» **INSTRUCTIONS TO FOLLOW**: Copy the entries below word for word, leaving out the pictures.

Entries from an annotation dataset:
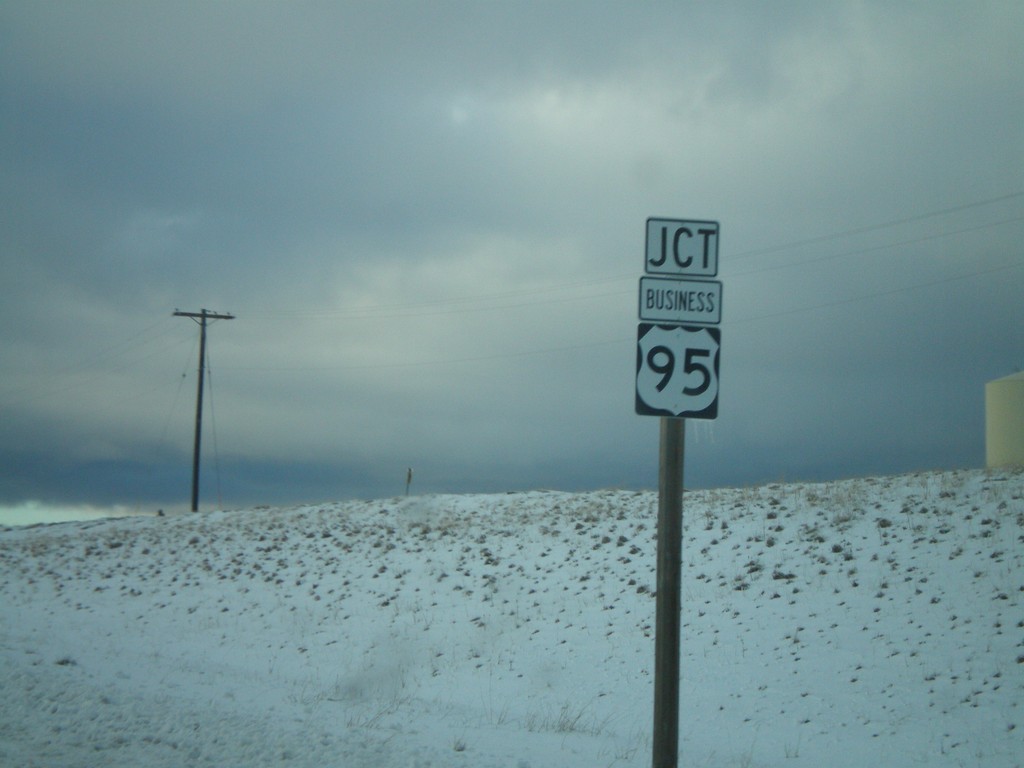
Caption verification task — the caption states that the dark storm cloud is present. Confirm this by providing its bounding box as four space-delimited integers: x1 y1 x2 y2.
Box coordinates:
0 2 1024 518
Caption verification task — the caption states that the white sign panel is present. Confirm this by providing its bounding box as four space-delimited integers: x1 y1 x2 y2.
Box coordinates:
643 218 718 278
636 323 722 419
640 278 722 326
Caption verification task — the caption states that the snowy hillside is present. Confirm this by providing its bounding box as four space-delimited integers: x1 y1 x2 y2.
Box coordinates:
0 470 1024 768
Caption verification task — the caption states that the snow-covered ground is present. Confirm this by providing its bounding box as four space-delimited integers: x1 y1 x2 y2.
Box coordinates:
0 470 1024 768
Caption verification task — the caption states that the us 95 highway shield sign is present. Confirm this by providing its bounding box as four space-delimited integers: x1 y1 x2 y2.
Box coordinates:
636 323 722 419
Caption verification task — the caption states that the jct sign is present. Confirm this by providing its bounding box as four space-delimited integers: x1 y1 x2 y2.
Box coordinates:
636 218 722 419
644 218 718 278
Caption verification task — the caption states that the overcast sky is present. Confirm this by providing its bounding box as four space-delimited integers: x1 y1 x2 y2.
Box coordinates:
0 0 1024 518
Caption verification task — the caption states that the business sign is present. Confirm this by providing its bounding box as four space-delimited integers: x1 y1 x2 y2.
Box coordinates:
640 276 722 326
636 323 722 419
643 218 718 278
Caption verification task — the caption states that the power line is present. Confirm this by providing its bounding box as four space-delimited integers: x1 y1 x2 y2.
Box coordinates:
729 191 1024 261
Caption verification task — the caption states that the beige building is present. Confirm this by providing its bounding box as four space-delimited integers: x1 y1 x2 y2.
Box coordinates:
985 372 1024 467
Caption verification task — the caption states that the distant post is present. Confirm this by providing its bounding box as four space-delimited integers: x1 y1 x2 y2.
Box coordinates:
174 309 234 512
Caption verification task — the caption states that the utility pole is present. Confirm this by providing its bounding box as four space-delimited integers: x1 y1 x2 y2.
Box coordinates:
174 309 234 512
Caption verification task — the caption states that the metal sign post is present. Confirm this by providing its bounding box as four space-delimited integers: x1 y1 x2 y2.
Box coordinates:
652 417 686 768
636 218 722 768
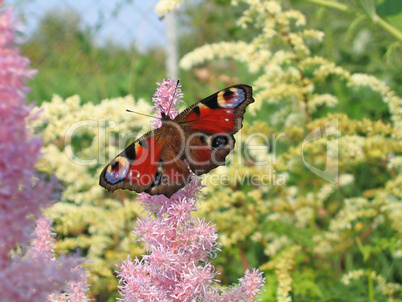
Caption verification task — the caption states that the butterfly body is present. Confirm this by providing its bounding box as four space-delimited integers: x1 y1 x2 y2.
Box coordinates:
99 85 254 197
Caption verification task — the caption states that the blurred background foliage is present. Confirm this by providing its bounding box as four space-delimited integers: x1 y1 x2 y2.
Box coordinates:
13 0 402 301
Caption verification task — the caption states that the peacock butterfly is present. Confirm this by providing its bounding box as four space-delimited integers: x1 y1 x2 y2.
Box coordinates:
99 85 254 197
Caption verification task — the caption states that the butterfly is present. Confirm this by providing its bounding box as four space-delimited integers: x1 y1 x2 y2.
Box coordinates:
99 84 254 197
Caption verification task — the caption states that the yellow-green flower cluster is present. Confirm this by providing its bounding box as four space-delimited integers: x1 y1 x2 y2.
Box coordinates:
180 0 402 301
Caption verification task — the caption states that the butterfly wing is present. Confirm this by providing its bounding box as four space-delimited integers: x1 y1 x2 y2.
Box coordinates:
175 85 254 175
99 85 254 197
99 129 162 192
99 126 191 197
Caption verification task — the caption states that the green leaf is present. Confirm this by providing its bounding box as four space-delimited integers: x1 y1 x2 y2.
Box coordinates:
376 0 402 31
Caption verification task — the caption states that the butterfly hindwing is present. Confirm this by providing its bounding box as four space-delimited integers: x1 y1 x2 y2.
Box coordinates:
99 130 162 192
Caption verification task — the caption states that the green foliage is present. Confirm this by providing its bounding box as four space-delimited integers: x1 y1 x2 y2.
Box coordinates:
181 1 402 301
24 0 402 301
22 10 165 103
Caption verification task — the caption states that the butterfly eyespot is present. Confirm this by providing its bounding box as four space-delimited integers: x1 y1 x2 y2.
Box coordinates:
217 88 246 108
124 145 137 161
211 135 229 150
200 135 208 145
138 139 149 149
105 156 130 184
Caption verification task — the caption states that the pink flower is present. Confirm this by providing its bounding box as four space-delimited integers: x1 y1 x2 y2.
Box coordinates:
118 80 265 302
0 7 89 302
151 79 183 129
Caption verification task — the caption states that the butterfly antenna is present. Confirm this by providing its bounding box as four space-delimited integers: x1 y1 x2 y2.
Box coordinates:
126 109 160 119
167 80 180 115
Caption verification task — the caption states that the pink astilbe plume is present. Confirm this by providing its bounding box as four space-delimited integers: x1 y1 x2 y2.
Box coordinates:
118 80 265 302
151 79 183 129
0 5 88 302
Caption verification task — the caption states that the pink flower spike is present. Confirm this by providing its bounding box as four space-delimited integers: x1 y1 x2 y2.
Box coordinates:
0 5 87 302
118 80 264 302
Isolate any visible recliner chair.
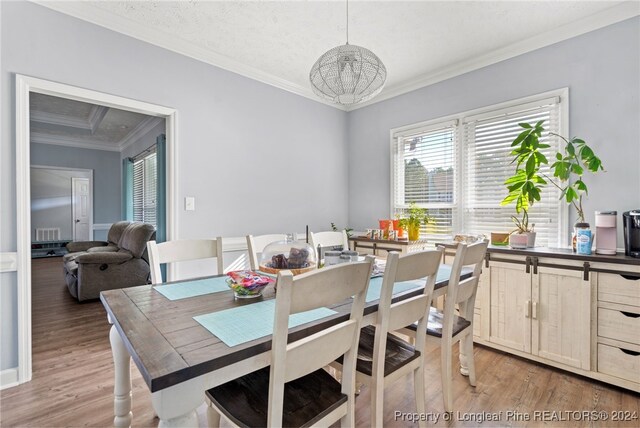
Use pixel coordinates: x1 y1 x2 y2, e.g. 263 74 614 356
64 223 155 302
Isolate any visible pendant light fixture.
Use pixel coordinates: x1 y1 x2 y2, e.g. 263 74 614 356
309 0 387 105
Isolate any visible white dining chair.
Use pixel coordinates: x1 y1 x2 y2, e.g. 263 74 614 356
334 249 442 427
147 237 224 284
309 230 349 259
247 233 287 270
206 257 373 427
399 241 488 412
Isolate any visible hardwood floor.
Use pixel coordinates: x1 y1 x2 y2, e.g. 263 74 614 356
0 258 640 427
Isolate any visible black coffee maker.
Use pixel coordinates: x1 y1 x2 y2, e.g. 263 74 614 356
622 209 640 258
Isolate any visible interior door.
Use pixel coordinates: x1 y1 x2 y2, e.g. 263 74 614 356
71 177 92 241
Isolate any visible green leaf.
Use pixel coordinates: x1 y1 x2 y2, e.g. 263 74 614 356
573 180 587 192
566 186 579 203
536 152 549 165
580 146 594 161
511 130 531 147
525 156 536 177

» **ANSWER TO THE PROBLEM**:
Caption verification task — the caption states that the dark storm cloud is present. Confirm this by providing its bounding box as four space-delimited integers: x1 y1 x2 y2.
Box coordinates:
0 2 1024 518
Caption verification task — the caption states that the white sign panel is present. Confirm this by providing its bounding box as four space-delimited integers: x1 y1 x2 y2.
Box coordinates:
643 218 718 278
636 323 722 419
640 278 722 326
Caption verification task — the caption states that the snowy hillside is present. Confirm this by providing its bounding box as four space-delimited integers: x1 y1 x2 y2.
Box coordinates:
0 470 1024 768
Caption verification task — the caption states that the snow-covered ground is present. Confirm this by providing its bounding box as four space-delimited integers: x1 y1 x2 y2.
Box coordinates:
0 470 1024 768
Caption verification task — the caption states that the us 95 highway shield sign is present. Confirm this by providing its bounding box as four space-delimited integers: x1 y1 x2 y2.
Box coordinates:
636 323 722 419
Caption verification task — the caption states that the jct sign is present. Confirm this by providing its bounding box as four space-delimited integers: x1 y1 x2 y2.
Box coordinates:
636 218 722 419
644 218 718 278
Caption verification task — the caption states that the overcast sky is present. Confirm this by providing its bounding box as four space-delimited integers: x1 y1 x2 y2.
Box coordinates:
0 0 1024 518
Caption verification task — the caption states that the business sign is present. Confirm this by providing its bounding box as four space-delimited integers: x1 y1 x2 y2.
Box coordinates:
640 276 722 326
636 323 722 419
643 218 718 278
Caption verification task — the caption states that the power line is present. Confirm this by providing its bounding box as four space-delimited integers: x1 y1 x2 y2.
Box coordinates:
729 191 1024 261
Caption verification task — the caption states that the beige building is present. Confirm this by providing its bounding box as four space-delimited integers: x1 y1 x2 y2.
Box coordinates:
985 372 1024 467
Caption verification task — the caption states that the distant post is present. Confirm this by providing its bounding box as four space-delimited integers: x1 y1 x2 y2.
Box coordinates:
174 309 234 512
Caption verification task — the caption states that the utility pole is present. Confirm this by providing its bounding box as four space-delimited integers: x1 y1 x2 y2.
Box coordinates:
174 309 234 512
Caption verification task — the caption states that the metal sign post is present. Confirm this by providing its bounding box as four space-delimited integers: x1 y1 x2 y2.
Box coordinates:
652 417 686 768
636 218 722 768
Caption verification task — the caption states that the butterfly body is present. Confirm this by providing its bounding box as four space-delimited integers: x1 y1 x2 y2.
Box coordinates:
99 85 254 197
Caption verification task — the caption states that the blurred background foliage is present. Confirm this by providing its bounding box as four space-delimited integers: x1 y1 x2 y2.
Box coordinates:
13 0 402 301
Caption verification task — the caption states that the peacock butterfly is present. Confirm this by providing its bounding box as four space-delimited integers: x1 y1 x2 y2.
Box coordinates:
99 85 254 197
Caption verification task — the caption states that the butterfly is present. Confirm this by providing its bounding box as four space-delimited integers: x1 y1 x2 y2.
Box coordinates:
99 84 254 197
Caption verification task — the caption states that the yellow-green flower cluster is present. Confirm this by providing its bounding box as four space-delimited integers: x1 y1 x2 y2.
Box coordinates:
180 0 402 301
Caption verification task — the caption states that the butterfly wing is present. Confirm this by providing its bounding box as four space-delimited integers: x1 y1 x2 y2.
Box coordinates:
175 85 254 175
99 85 254 197
99 129 162 192
99 126 191 197
Caption verification task — the caption states that the green leaf is present. Confirm this by providing its bounding box as four space-delimited integers: x1 y1 x2 y2.
Box coordinates:
376 0 402 31
Caption verification task — the caption states that the butterfly hindwing is present. Confirm this by providing its bounding box as four space-delimited integers: x1 y1 x2 y2.
Box coordinates:
99 130 162 192
Caption verification task — the caption states that the green foliage is present. Confirm this by providing its bounding box as four space-delimited integers: x1 y1 x2 y2.
Box coordinates:
181 1 402 301
24 0 402 301
22 10 165 103
Caption verification task — the caption states that the butterfly eyespot is present. Confirm this by providing its bounding box as four space-delimited integers: x1 y1 x2 y2.
Box coordinates:
217 88 246 108
124 145 137 161
211 135 229 150
200 135 208 145
138 139 149 149
105 156 130 184
Caption verification task — the caption states that the pink flower is present. Confirm this by providing its bounding box as four space-delimited integers: x1 y1 x2 y2.
Box coordinates:
118 80 265 302
0 7 89 302
151 79 183 129
Caption verification task — the caption states that the butterfly antenna is present. Confirm this by providing its bounding box as four space-delimited integers: x1 y1 x2 y2.
Box coordinates:
126 109 160 119
167 80 180 115
Caption verification task — the caption states that the pink astilbe plume is present. Confirm this by providing its bounding box as four space-delimited integers: x1 y1 x2 y2.
Box coordinates:
118 80 265 302
151 79 183 129
0 5 88 302
Caption verification task — the caption states that the pink flower spike is present. Confirm this by providing its bounding box as four space-delimited integers: x1 y1 x2 y2.
Box coordinates:
0 5 87 302
118 80 264 302
Isolate any visible recliner chair.
Use pixel coordinates: x1 y1 x2 y2, e.g. 263 74 614 356
64 223 155 302
Isolate any visible pendant light fixture.
Use pixel coordinates: x1 y1 x2 y2, e.g. 263 74 614 356
309 0 387 105
Isolate any visible white dining chair.
Use pixel coordinates: x1 y1 x2 y2, e.g. 263 74 614 356
334 249 442 427
147 237 224 284
309 230 349 259
247 233 287 270
206 257 373 427
399 241 488 412
Isolate any visible hardwood floor.
Use pixel coordinates: x1 y1 x2 y2, e.g. 263 74 614 356
0 258 640 427
Isolate any visible black coffee maker.
Use pixel coordinates: x1 y1 x2 y2, e.g. 263 74 614 356
622 209 640 258
Isolate any visible interior door.
Use pixel coordinates: x1 y1 x2 y2, e.g. 263 74 614 356
71 177 92 241
Isolate any visible green leaf.
Use pixel coordinates: x1 y1 x2 y2, e.g. 263 74 614 356
573 180 587 192
566 186 579 203
536 152 549 165
580 146 594 161
511 130 531 147
525 156 536 177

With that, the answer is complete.